--- Aufgabenbeschreibung ---
Prüfe anhand des Textes über Magnesiumdiborid, ob die drei Aussagen zutreffen. Antworte jeweils mit Ja oder Nein und zitiere wörtlich die entscheidenden Worte aus dem Text.
1. Die Entdeckung der Supraleitung von Magnesiumdiborid bei 39 Kelvin wurde im Februar 2001 von einer Gruppe aus Tokio bekanntgegeben.
2. Magnesiumdiborid hat eine höhere Übergangstemperatur als die keramischen Hochtemperatur-Supraleiter.
3. Für die Röntgen-Absorptions-Spektroskopie nutzten die Forscher eine Röntgenquelle in Tokio.

--- Textabschnitt ---

========

Mit großer Resonanz nahm die Fachwelt Anfang letzten Jahres die Meldung auf, dass die unkomplizierte Verbindung Magnesiumdiborid schon bei 39 Kelvin zum Supraleiter wird. Doch was die ungewöhnlich hohe Übergangstemperatur bei diesem Material bewirkt, blieb lange unklar.
Elektronenverteilung
Im Februar 2001 überraschten Jun Akimitsu und seine Kollegen von der Aoyama-Gakuin University in Tokio mit ihrer Entdeckung, dass die vergleichsweise einfache Verbindung Magnesiumdiborid schon bei 39 Kelvin supraleitend wird. Zwar gibt es keramische Materialien – die so genannten Hochtemperatur-Supraleiter –, die noch wesentlich höhere Übergangstemperaturen aufweisen, doch für einen konventionellen Supraleiter markierten die 39 Kelvin einen neuen Rekord.

Nachdem sich diese Entdeckung in der Fachwelt herumgesprochen hatte, befassten sich viele Forschergruppen weltweit mit Magnesiumdiborid, um den Mechanismus hinter der Supraleitung genauer zu verstehen und mögliche Anwendungen auszuloten. "Wissenschaftler nehmen normalerweise an, dass Supraleitung auf den Zusammenschluss von Elektronen zu Paaren zurückzuführen ist", erklärt Yimei Zhu vom Brookhaven National Laboratory in Upton. "Obwohl das sicherlich auch bei den meisten Supraleitern der Fall ist, konnte man bislang nicht zeigen, inwieweit in Magnesiumdiborid Elektronen zur Supraleitung beitragen."

Theoretiker um James Davenport und Guenter Schneider, ebenfalls vom Brookhaven National Laboratory, prüften deshalb anhand von Rechnungen, ob denn nun die Elektronen oder vielleicht eher ihre Abwesenheit in Form von Löchern – also ihr positiv geladenes Pendant – als Ursache der Supraleitung in Frage kommen. Einiges sprach dafür, dass letzteres der Fall ist.

Um ihre Vermutung zu untermauern, untersuchten die Forscher die Elektronen- und Lochstruktur des Magnesiumdiborid mit zwei sich ergänzenden Methoden: Bei der ersten Technik, der Röntgen-Absorptions-Spektroskopie, nutzten die Wissenschaftler die intensive Röntgenquelle des National Synchrotron Light Source am Brookhaven Laboratory. Durch die Strahlung wurden die Elektronen von ihrem angestammten Platz verdrängt und füllten stattdessen die Löcher im Material aus. Auf diese Weise ließ sich die Lochdichte in Magnesiumdiborid ermitteln.

========

[Datensätze zur Punktannotation]
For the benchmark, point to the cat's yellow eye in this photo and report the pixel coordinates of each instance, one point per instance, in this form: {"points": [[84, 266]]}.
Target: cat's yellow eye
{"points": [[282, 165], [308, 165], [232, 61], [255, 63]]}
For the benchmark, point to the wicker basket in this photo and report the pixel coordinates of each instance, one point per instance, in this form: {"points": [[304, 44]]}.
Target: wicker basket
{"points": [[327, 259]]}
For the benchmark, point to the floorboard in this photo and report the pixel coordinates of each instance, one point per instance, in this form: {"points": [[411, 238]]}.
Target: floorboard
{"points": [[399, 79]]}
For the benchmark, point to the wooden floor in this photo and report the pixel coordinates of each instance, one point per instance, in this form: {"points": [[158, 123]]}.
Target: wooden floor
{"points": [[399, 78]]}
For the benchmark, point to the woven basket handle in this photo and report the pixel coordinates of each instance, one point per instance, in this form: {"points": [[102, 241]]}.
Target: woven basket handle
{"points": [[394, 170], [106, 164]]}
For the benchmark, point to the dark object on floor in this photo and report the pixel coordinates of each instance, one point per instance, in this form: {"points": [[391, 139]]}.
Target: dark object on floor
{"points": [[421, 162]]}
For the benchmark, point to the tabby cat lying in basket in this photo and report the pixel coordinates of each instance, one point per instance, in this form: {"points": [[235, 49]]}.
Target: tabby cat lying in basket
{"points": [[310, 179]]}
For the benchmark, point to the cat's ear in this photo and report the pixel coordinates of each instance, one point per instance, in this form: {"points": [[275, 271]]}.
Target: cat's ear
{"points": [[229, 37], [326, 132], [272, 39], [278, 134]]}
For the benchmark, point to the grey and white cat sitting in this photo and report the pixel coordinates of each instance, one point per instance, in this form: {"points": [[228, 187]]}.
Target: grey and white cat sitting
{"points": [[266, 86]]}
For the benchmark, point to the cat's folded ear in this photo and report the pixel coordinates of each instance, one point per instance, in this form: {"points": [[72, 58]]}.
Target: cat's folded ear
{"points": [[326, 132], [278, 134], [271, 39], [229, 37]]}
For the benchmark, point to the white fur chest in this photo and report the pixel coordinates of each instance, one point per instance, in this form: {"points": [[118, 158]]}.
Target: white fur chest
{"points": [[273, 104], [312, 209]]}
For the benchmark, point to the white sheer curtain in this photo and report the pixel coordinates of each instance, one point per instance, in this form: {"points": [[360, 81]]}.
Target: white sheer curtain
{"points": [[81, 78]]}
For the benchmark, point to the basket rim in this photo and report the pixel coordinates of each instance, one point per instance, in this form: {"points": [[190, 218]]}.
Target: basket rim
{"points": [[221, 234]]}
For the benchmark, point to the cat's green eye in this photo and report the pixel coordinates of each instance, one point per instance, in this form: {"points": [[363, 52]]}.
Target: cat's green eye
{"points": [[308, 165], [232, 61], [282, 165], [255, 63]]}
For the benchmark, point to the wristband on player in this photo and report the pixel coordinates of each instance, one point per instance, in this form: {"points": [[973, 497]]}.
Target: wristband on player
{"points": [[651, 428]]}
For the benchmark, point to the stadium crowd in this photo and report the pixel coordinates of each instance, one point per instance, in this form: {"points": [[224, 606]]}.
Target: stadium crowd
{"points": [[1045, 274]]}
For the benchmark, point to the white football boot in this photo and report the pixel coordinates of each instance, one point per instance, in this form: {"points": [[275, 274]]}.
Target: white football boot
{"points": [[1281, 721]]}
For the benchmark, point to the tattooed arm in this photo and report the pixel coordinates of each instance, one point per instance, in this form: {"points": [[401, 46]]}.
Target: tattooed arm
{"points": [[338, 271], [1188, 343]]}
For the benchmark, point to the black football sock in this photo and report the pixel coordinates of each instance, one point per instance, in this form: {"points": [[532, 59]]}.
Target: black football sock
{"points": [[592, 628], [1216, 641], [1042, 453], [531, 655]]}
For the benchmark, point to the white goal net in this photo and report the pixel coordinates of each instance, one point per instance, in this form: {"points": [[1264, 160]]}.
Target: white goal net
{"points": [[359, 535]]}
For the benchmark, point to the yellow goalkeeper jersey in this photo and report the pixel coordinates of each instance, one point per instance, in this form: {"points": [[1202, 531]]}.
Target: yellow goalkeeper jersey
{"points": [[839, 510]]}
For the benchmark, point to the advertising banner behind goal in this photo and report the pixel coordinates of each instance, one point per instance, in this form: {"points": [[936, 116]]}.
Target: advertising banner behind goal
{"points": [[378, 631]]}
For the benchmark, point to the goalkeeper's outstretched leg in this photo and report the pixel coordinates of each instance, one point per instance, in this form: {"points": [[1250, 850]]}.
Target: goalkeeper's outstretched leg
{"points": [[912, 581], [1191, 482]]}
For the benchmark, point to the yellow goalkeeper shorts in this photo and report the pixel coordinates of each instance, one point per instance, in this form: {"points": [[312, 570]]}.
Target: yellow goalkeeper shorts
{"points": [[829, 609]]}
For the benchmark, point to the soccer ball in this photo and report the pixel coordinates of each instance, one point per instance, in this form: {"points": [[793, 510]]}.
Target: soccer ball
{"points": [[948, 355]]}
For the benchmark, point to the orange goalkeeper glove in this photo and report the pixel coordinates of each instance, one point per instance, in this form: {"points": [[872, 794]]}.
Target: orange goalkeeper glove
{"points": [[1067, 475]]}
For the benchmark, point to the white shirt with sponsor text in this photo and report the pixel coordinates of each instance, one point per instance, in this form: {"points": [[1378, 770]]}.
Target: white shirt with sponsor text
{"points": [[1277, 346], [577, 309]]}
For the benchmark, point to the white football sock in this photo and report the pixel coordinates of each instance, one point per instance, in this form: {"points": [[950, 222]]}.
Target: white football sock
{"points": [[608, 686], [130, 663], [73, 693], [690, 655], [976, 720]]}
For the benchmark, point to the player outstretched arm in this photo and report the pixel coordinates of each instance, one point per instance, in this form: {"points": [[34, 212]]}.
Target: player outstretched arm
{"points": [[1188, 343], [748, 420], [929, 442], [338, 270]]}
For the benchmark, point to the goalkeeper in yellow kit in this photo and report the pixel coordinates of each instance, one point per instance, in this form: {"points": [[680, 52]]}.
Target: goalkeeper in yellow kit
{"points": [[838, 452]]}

========

--- Gelöste Aufgabe ---
1. Ja: „Im Februar 2001 überraschten Jun Akimitsu und seine Kollegen von der Aoyama-Gakuin University in Tokio mit ihrer Entdeckung, dass die vergleichsweise einfache Verbindung Magnesiumdiborid schon bei 39 Kelvin supraleitend wird.“
2. Nein: „Zwar gibt es keramische Materialien – die so genannten Hochtemperatur-Supraleiter –, die noch wesentlich höhere Übergangstemperaturen aufweisen“
3. Nein: „nutzten die Wissenschaftler die intensive Röntgenquelle des National Synchrotron Light Source am Brookhaven Laboratory“